# [WRITTEN EXERCISE]
Locate every line in the rows below that contains the word "recycling" and copy each one out.

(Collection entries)

◇ ◇ ◇ ◇

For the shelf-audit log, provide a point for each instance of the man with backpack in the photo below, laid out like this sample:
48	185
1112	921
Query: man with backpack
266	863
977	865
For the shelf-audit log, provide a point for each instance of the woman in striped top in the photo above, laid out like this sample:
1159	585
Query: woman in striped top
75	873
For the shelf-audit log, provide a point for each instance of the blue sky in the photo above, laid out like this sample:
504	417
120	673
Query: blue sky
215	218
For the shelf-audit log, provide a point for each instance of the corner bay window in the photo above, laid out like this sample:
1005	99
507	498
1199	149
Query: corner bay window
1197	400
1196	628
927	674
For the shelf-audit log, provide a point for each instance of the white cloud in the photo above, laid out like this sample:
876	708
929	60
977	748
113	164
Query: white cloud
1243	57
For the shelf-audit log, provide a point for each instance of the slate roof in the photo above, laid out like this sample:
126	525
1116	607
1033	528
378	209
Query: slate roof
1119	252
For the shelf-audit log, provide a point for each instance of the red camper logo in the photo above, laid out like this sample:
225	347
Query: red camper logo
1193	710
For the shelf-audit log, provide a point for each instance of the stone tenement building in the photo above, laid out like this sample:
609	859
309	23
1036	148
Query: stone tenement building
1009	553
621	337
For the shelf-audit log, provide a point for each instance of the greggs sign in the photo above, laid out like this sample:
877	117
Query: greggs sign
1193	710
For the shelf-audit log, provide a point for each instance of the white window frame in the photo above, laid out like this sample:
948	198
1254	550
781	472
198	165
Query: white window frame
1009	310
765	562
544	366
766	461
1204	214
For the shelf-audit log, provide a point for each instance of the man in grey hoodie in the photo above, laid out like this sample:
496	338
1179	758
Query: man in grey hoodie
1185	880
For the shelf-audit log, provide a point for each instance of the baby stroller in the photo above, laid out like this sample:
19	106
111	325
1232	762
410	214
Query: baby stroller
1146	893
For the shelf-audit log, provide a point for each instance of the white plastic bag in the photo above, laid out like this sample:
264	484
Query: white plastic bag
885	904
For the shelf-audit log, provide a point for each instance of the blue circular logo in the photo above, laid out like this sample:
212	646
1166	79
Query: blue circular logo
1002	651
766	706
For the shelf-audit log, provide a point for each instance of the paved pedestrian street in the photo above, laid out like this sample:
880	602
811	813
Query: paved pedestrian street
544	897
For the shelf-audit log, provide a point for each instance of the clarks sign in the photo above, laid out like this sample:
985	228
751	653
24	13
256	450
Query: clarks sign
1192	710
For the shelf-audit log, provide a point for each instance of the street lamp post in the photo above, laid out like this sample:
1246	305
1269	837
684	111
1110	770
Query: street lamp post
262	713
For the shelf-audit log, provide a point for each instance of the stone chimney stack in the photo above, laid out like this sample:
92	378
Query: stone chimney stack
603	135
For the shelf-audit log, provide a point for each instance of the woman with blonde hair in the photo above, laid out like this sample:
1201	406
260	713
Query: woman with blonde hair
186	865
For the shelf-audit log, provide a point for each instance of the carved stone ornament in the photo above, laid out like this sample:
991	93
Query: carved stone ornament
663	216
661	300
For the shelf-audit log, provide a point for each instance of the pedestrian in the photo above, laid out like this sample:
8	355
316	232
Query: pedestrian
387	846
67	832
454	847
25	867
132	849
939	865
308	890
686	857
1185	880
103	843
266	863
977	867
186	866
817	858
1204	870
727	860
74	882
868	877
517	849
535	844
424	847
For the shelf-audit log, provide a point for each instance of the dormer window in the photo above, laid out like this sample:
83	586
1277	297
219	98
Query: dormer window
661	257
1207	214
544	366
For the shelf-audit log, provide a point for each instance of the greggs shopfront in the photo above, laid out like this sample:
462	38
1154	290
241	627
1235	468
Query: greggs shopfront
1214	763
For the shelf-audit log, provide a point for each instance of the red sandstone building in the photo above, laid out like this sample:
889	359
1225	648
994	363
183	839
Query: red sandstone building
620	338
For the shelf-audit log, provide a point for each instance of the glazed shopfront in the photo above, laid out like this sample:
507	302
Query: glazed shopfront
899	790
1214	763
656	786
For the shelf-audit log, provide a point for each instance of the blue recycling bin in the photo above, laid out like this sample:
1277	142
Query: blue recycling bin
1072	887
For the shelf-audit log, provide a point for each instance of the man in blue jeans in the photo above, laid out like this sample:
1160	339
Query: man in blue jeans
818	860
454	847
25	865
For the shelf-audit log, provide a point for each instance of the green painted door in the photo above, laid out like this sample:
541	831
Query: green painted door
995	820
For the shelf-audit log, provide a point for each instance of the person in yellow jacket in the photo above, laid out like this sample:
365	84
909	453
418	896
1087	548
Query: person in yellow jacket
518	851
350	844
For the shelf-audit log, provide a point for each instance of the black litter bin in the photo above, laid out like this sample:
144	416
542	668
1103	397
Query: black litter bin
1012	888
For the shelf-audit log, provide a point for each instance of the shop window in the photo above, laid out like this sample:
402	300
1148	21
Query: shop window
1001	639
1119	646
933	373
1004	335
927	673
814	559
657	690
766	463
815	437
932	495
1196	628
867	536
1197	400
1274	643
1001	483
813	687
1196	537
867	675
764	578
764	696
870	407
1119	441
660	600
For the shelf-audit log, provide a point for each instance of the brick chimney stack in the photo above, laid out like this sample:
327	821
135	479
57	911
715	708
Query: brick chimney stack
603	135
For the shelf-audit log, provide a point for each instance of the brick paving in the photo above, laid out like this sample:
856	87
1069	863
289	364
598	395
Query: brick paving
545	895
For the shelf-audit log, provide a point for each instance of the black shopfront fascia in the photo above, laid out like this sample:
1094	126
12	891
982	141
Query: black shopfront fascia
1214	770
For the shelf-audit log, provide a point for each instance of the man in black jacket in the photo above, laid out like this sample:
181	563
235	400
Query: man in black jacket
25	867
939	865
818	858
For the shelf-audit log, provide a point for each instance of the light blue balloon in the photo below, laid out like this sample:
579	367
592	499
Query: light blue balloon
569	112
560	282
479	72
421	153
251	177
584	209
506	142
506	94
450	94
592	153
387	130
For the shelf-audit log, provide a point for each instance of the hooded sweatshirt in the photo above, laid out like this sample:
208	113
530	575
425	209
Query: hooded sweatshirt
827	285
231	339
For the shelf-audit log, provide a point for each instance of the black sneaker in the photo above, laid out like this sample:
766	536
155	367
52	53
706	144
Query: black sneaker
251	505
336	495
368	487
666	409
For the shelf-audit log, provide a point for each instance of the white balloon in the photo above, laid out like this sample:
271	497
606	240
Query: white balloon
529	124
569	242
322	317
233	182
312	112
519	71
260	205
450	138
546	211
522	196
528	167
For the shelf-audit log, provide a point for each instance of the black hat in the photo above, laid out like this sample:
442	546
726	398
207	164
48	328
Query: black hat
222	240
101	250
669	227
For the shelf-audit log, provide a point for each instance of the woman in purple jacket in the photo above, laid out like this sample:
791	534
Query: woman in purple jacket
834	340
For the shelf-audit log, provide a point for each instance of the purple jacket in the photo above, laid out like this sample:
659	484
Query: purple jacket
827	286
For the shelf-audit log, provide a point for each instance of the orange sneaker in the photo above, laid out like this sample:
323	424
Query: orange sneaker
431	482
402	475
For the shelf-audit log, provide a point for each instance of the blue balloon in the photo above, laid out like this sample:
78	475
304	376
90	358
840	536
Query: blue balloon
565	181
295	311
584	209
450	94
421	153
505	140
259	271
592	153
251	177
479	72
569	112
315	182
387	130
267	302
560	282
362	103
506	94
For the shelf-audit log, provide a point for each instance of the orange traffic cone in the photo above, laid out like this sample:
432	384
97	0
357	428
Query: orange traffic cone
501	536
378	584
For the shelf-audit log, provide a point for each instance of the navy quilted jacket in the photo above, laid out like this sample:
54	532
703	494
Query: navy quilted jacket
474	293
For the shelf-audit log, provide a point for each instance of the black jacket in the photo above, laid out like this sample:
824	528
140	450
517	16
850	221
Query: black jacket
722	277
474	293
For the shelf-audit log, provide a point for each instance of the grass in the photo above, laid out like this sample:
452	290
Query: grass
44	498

◇ ◇ ◇ ◇

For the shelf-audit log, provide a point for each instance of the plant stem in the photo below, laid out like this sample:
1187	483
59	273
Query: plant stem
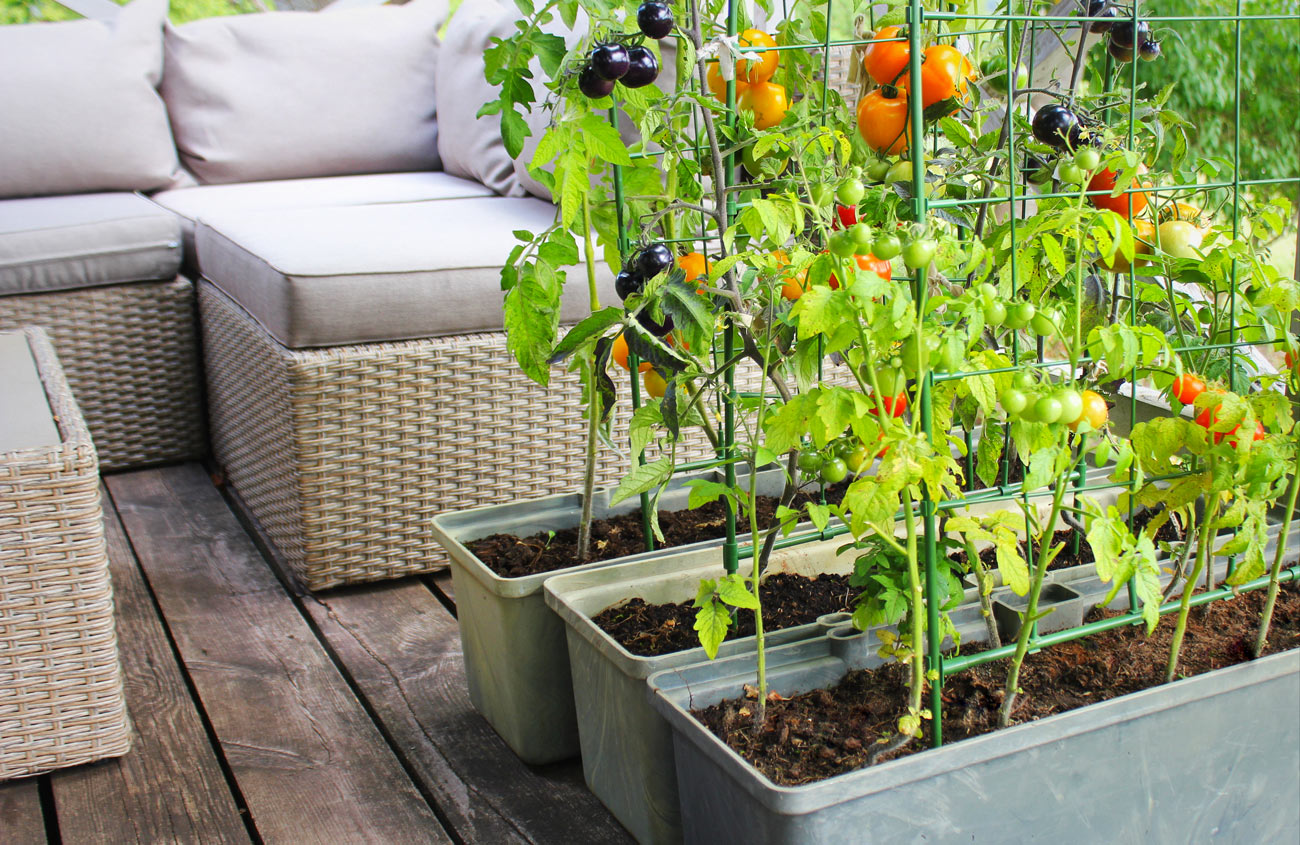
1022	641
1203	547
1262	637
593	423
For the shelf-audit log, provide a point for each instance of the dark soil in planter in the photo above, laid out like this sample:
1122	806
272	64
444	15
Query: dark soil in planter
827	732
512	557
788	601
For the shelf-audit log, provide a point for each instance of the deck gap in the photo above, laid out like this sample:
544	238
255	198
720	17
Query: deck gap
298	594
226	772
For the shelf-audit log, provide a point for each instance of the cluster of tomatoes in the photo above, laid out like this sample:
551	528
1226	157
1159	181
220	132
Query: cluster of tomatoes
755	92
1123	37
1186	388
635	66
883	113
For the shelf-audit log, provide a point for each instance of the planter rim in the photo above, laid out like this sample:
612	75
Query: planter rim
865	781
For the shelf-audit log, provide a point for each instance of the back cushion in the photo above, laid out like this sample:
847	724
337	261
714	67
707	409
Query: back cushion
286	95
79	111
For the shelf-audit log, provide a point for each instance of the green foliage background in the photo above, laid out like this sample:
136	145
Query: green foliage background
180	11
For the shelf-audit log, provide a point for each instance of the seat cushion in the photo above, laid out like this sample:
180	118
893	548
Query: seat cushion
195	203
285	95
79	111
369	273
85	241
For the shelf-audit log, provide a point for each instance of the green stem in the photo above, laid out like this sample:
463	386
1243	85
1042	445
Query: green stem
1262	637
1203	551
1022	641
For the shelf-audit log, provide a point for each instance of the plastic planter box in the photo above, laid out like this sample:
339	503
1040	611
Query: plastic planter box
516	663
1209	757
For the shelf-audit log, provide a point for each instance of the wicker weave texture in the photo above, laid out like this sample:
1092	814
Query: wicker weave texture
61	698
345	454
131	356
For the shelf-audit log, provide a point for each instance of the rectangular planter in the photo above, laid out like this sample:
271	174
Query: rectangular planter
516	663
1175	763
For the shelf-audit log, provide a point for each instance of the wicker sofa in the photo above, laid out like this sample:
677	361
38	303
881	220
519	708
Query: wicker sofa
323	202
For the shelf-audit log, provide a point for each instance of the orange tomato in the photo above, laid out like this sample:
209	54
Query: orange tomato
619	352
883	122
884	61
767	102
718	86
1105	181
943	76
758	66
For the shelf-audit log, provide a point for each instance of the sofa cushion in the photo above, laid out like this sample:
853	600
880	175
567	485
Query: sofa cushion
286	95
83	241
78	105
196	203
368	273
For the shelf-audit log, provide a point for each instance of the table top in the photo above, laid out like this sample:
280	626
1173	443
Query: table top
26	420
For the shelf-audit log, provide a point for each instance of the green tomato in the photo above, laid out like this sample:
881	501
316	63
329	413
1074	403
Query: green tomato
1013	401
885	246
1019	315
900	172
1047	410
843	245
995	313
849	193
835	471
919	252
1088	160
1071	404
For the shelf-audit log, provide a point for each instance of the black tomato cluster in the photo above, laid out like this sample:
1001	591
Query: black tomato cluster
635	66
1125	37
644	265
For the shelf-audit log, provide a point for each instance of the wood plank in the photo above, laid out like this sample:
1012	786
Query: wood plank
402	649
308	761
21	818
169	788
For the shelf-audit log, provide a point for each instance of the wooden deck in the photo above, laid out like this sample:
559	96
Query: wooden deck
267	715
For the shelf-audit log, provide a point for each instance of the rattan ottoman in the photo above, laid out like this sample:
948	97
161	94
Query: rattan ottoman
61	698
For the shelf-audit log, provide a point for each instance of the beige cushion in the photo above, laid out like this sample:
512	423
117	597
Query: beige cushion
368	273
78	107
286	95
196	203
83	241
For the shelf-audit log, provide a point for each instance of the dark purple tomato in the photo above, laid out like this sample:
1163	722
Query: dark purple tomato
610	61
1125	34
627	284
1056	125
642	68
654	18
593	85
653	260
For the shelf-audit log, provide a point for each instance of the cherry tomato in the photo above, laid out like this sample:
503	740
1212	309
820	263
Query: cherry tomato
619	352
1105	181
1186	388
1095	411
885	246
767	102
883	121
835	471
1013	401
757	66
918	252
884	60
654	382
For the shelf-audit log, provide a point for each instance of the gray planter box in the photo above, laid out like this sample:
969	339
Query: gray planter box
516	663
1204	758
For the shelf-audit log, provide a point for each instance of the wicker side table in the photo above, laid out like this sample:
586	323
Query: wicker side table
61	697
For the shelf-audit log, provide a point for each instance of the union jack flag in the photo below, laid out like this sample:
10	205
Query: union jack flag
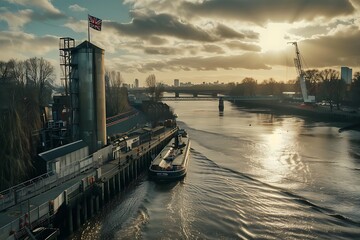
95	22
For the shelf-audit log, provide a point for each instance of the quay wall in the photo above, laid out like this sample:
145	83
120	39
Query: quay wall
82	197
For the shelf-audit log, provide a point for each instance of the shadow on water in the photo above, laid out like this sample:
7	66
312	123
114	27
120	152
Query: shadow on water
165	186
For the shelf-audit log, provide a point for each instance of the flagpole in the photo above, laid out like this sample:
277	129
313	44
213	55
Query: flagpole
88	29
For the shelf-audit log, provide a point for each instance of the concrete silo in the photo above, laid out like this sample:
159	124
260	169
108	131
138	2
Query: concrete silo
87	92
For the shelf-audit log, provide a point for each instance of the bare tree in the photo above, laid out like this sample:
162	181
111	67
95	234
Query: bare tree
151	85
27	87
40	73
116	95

◇ ◇ ◇ ◇

# [CORRECT ANSWER]
For the shelf-audit log, provide a point for each instance of the blue recycling bin in the photo above, laid out like this sample:
Query: blue recycling bin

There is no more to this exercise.